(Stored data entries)
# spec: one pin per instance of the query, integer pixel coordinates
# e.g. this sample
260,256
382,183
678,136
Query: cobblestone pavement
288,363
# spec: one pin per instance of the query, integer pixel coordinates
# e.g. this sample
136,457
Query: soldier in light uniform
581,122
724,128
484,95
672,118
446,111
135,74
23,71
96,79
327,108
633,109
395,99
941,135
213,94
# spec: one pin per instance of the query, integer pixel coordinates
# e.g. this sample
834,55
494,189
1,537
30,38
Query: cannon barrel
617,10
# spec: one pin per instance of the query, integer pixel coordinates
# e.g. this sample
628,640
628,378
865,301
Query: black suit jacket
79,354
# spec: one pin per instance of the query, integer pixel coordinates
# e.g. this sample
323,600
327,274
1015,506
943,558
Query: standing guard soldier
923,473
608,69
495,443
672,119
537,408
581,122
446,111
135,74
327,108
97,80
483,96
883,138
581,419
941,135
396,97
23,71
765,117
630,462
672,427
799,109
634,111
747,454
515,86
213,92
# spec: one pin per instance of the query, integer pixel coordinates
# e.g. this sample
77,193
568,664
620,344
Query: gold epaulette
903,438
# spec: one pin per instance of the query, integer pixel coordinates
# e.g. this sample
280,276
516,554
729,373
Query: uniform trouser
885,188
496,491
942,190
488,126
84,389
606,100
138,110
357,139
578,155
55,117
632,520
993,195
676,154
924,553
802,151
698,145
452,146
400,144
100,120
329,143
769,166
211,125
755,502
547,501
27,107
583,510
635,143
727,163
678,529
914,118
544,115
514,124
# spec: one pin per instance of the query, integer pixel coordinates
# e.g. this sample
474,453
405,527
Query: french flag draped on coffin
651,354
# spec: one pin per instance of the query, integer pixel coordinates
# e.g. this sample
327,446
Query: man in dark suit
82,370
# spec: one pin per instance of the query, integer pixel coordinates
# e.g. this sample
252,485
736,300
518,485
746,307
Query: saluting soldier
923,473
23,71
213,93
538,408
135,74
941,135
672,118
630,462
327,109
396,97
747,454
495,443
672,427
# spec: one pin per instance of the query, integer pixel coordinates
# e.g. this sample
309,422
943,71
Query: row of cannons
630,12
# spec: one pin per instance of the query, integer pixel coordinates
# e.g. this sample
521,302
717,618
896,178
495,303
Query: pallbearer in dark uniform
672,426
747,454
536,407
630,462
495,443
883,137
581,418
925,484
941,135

### [Aim]
Retype the listing. Match it exactly.

### [Completed task]
# spec: one pin per instance of the query, integer pixel coordinates
# e.g. this sample
260,256
382,183
678,136
Query: cobblestone pavement
288,363
# spec: one pin per instance of the query, integer pixel coordinates
# e.g. this sample
136,457
Query: soldier in light uniform
581,122
724,128
484,95
672,118
446,111
135,74
23,71
96,79
327,108
633,109
395,99
941,135
213,94
# spec: one pin per instance of the query, integer pixel coordinates
# e.g. this sample
834,55
494,189
1,537
30,38
Query: cannon barrel
617,10
# spec: one pin per instance of the query, integer pixel coordinates
# e.g. this sample
628,640
628,378
865,301
Query: black suit jacket
79,354
# spec: one pin per instance of the query, integer pixel coordinates
# e.g. this sample
323,600
327,274
1015,506
943,558
Query: standing guard soldier
923,473
608,69
495,443
672,119
537,408
581,122
446,111
135,74
327,108
97,80
483,96
883,138
581,419
941,135
396,97
23,71
765,117
630,462
672,427
799,109
634,111
747,454
515,86
213,92
# spec: one pin per instance of the query, integer pixel coordinates
# e.g. this sample
77,193
568,664
620,344
Query: gold epaulette
903,438
# spec: one pin per instance of the query, integer pixel coordinates
# e.g. this sample
280,276
516,554
729,373
Query: uniform trouser
885,188
496,491
942,190
488,126
84,389
606,100
138,110
357,139
578,155
55,117
632,520
993,195
676,154
924,553
802,151
698,145
452,146
400,144
100,120
329,143
769,166
211,125
755,502
547,501
27,107
583,510
635,143
727,163
678,529
914,118
544,115
514,124
# spec: one pin per instance of the query, integer pixel coordinates
# e.g. this sample
474,453
405,527
Query: french flag draped on coffin
651,354
# spec: one pin per instance of the query, integer pixel coordinates
# e.g. this sample
327,446
Query: man in dark suit
82,370
# spec: one pin per instance of the query, integer pixel coordinates
# e.g. this sample
252,485
736,300
518,485
746,307
Query: saluting soldier
923,473
23,71
213,93
538,408
135,74
941,135
672,118
630,462
327,109
396,97
747,454
495,443
672,427
# spec: one pin per instance of the query, integer pixel coordinates
# e.g. this sample
309,422
943,71
Query: row of cannons
630,12
# spec: one pin per instance of the query, integer pixel coordinates
# e.g. this sample
521,302
717,618
896,178
495,303
Query: pallbearer in dark uniform
672,426
747,454
536,407
630,462
495,443
883,137
581,418
925,484
941,135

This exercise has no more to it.